* **Work task**: Lines before the one containing "of the yellow" are left out; return that line and every line after it exactly, through the end of the data below.

* **Records shown**:
[Start of Attachment]

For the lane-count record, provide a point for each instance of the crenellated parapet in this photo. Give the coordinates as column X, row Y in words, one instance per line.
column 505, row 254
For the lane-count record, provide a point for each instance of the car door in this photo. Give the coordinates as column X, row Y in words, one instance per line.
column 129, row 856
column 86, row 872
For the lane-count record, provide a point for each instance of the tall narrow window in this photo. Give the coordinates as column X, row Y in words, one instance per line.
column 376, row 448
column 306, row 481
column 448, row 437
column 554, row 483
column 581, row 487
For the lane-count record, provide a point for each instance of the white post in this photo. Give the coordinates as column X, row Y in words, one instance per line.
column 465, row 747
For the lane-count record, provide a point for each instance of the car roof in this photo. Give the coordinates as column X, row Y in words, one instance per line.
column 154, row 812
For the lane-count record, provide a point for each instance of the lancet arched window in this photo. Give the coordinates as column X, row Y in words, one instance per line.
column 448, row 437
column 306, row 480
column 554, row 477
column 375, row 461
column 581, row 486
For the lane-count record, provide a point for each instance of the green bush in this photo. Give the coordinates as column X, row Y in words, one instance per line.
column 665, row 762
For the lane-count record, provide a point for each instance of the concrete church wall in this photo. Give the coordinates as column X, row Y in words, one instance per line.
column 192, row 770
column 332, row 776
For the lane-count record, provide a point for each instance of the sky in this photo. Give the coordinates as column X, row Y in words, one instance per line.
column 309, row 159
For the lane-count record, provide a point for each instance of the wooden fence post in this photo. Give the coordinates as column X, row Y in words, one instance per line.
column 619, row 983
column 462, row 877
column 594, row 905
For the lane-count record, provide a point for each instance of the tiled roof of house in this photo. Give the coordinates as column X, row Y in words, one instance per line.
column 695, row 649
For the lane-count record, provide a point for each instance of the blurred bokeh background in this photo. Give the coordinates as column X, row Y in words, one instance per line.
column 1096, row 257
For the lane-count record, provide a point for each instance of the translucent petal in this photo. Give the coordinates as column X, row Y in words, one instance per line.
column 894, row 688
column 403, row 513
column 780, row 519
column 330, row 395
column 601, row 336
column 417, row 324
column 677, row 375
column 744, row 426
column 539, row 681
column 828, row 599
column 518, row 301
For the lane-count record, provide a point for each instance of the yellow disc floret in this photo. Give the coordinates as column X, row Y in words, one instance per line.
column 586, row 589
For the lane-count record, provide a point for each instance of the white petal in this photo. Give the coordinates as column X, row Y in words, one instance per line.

[End of Attachment]

* **Exercise response**:
For the lane-count record, provide a point for each instance of the yellow disc floret in this photo. Give the coordinates as column X, row Y in words, one instance per line.
column 586, row 589
For the lane-count record, provide a point for each instance of the white petal in this photo. Give the coordinates as column X, row Y in words, one instance per line.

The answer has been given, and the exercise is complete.